----- Available data

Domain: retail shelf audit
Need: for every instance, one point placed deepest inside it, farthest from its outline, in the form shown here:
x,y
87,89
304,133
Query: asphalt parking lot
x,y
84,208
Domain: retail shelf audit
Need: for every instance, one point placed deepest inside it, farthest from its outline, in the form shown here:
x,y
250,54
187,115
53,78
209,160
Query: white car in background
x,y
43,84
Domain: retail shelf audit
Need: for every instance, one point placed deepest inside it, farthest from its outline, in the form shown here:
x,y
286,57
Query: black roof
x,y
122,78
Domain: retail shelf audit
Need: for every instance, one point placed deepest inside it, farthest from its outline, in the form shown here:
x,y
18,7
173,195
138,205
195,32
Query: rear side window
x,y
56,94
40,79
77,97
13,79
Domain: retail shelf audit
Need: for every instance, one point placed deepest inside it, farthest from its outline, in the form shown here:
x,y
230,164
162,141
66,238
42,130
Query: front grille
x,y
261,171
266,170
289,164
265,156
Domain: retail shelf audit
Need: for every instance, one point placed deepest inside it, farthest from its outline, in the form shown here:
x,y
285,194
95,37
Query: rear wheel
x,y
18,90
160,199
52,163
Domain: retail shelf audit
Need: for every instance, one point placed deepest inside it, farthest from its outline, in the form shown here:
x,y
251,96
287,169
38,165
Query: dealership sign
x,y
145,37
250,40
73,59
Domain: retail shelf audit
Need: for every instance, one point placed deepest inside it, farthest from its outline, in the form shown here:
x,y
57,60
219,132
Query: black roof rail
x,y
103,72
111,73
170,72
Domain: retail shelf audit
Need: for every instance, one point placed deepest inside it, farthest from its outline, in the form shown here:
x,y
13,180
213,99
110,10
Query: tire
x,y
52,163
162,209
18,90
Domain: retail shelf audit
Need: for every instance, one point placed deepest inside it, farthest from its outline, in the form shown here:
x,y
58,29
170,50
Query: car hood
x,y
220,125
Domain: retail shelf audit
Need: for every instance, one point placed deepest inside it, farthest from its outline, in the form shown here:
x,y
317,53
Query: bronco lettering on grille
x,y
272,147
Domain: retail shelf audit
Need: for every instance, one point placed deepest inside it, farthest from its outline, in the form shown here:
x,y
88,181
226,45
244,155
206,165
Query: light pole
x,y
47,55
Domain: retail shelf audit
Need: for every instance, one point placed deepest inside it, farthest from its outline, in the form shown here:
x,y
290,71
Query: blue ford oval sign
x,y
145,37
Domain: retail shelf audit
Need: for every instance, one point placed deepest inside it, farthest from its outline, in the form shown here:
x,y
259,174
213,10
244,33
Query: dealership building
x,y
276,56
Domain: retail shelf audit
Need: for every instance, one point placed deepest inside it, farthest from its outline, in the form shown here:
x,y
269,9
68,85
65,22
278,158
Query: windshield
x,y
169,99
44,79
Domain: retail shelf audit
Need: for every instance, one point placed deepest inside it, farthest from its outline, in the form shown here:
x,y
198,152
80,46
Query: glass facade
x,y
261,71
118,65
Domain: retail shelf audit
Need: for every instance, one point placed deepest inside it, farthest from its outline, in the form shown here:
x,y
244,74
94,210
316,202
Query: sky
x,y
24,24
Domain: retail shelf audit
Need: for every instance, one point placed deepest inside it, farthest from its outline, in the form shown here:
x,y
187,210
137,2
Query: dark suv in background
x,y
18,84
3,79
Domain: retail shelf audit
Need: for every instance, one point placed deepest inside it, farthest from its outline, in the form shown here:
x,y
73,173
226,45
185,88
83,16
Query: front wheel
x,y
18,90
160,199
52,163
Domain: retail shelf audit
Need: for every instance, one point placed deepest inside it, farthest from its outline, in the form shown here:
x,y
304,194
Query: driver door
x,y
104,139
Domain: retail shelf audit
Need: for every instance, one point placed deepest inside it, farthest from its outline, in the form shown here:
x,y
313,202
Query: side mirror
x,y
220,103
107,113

----------

**Problem requirements**:
Write the records out once more. Change nothing.

**Your solution**:
Domain: retail shelf audit
Need: for every instance, one point placed deepest inside it, farthest from its outline, in the form shown here:
x,y
87,89
304,133
Query: asphalt parking lot
x,y
84,208
Domain: retail shelf audit
Need: for every instance, one point placed deepest inside it, farthest from its outline, in the form shown here:
x,y
250,54
187,115
53,78
209,160
Query: white car in background
x,y
43,84
Domain: retail shelf audit
Need: for every instance, one point placed deepest inside it, farthest from its outline, in the form shown here:
x,y
286,57
Query: black roof
x,y
122,78
Domain: retail shelf audit
Need: for every instance, one point placed deepest inside it, farthest from its outline, in the form shown here:
x,y
18,7
173,195
138,205
195,32
Query: rear side window
x,y
56,94
40,79
77,97
13,79
Domain: retail shelf audit
Need: for every instance, one point placed deepest inside it, farthest from its outline, in the form shown here:
x,y
230,164
162,141
66,238
42,130
Query: front grille
x,y
261,171
266,170
289,164
265,156
Domain: retail shelf audit
Need: for every instance, one point placed deepest inside it, farthest from its outline, in the form shown here:
x,y
285,194
95,37
Query: rear wheel
x,y
18,90
160,199
52,163
Domain: retail shelf audit
Need: for every instance, one point placed deepest inside it, farthest from its outline, in the form shown here:
x,y
251,96
287,169
38,165
Query: dealership sign
x,y
145,37
250,40
73,59
Domain: retail shelf audit
Need: for every instance, one point placed deepest inside it, farthest from its outline, in the form shown here:
x,y
57,60
219,132
Query: black roof rail
x,y
103,72
111,73
170,72
Domain: retail shelf audit
Need: for every instance, one point placed deepest inside it, farthest from its outline, in the form shown here:
x,y
13,180
213,99
110,10
Query: tire
x,y
52,163
162,209
18,90
Domain: retail shelf audit
Need: for every instance, one point placed deepest inside it, farthest from its outline, in the form shown here:
x,y
58,29
170,50
Query: car hood
x,y
220,125
Domain: retail shelf audit
Need: for every instance, one point placed deepest inside it, farthest from its outline, in the form shown here:
x,y
317,53
Query: bronco lettering on grille
x,y
272,147
Domain: retail shelf audit
Need: for every instance, one point placed deepest inside it, farthest from its outline, in the form shown here:
x,y
88,181
226,45
244,155
206,165
Query: light pole
x,y
47,55
Domain: retail shelf audit
Need: for every instance, one point placed deepest inside it, farthest from its outline, in the form shown here:
x,y
290,71
Query: blue ford oval sign
x,y
145,37
Domain: retail shelf audit
Need: for every instance, one point placed deepest inside it, farthest from its outline, in the form shown here:
x,y
259,174
213,10
244,33
Query: dealership building
x,y
276,56
Domain: retail shelf audit
Need: for every instance, one point placed deepest inside it, farthest from its outline, in the form shown here:
x,y
269,9
68,85
65,22
278,158
Query: windshield
x,y
169,99
44,79
Domain: retail shelf audit
Need: for every instance, one point placed deepest inside it, farthest from its outline, in the form shown here:
x,y
198,152
80,46
Query: glass facade
x,y
261,71
118,65
Domain: retail shelf audit
Need: for every instance, one point placed deepest inside it, farthest from its outline, in the form shown here:
x,y
244,74
94,210
316,202
Query: sky
x,y
24,24
Domain: retail shelf audit
Need: for every instance, one point placed deepest inside it, farthest from its outline, in the form shown here:
x,y
187,210
137,2
Query: dark suv in background
x,y
18,84
3,79
Domain: retail shelf audit
Need: for every instance, one point placed deepest inside it, farthest from its outline, in the form shown here:
x,y
73,173
226,45
185,88
83,16
Query: front wheel
x,y
18,90
160,199
52,163
Domain: retail shelf audit
Need: for every instance, one point placed deepest inside it, farthest from its outline, in the form shown here:
x,y
304,194
Query: driver door
x,y
104,139
Domain: retail shelf audit
Need: for every instance, one point placed deepest inside it, farthest from its outline, in the form shown here:
x,y
313,202
Query: side mirror
x,y
220,103
107,113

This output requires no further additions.